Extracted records
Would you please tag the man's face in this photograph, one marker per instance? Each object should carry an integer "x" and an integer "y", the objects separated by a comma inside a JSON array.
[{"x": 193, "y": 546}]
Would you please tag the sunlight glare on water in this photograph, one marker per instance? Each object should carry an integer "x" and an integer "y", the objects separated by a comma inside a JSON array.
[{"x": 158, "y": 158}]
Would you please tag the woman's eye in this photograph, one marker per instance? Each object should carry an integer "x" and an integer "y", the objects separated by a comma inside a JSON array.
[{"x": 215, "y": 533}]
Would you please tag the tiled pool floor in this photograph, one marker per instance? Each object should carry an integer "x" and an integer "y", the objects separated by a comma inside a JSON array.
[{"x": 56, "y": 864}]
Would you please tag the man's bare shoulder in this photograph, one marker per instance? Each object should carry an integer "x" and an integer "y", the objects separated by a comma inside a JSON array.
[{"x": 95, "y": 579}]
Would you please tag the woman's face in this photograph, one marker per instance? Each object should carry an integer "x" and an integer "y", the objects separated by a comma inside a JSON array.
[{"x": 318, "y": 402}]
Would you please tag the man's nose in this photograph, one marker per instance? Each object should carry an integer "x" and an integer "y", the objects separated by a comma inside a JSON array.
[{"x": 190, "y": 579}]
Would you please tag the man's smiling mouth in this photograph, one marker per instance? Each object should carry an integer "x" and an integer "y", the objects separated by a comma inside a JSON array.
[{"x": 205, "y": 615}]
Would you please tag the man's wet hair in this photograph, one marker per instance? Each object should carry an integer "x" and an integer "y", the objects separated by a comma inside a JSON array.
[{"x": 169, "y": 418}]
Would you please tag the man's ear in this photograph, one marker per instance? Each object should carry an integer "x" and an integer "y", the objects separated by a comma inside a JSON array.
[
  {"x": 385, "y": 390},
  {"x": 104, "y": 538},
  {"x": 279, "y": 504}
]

• TASK INSTRUCTIONS:
In the listing, swap "tag" for "mark" and leave everything else unchanged. Begin at the line that has "Would you please tag the man's bare" and stop at the end of the listing.

• ANSWER TO THE PROBLEM:
Would you please mark the man's bare shoulder in this photograph, one marker per instance? Each object should carry an integer "x" and an integer "y", the objects separated by a comma inside a JSON array.
[{"x": 95, "y": 579}]
Would you please mark the woman's face in this photograph, one marker per instance? Each object should carry an integer "x" and an integer "y", the objects separated by a comma inside a JSON array.
[{"x": 318, "y": 402}]
Would you please mark the man's nose in this photograph, one marker per instance? Each object should carry an integer "x" and an integer "y", the objects separated by a comma inside a JSON array.
[{"x": 190, "y": 579}]
Would you please mark the man's smiling mouth in this photograph, one marker per instance? Each object should carry an integer "x" and an integer "y", the objects separated by a comma inside a JSON array.
[{"x": 205, "y": 615}]
Would you please mark the man's wet hair in this photograph, one marker per instance? Each object should carry an integer "x" and an integer "y", the objects separated by a comma inside a JSON array.
[{"x": 169, "y": 418}]
Would you please mark the man's ear in this photograph, one marker per instance? Each object should carry an integer "x" and an integer "y", the objects separated by a comma inside a JSON array.
[
  {"x": 385, "y": 390},
  {"x": 104, "y": 538},
  {"x": 279, "y": 504}
]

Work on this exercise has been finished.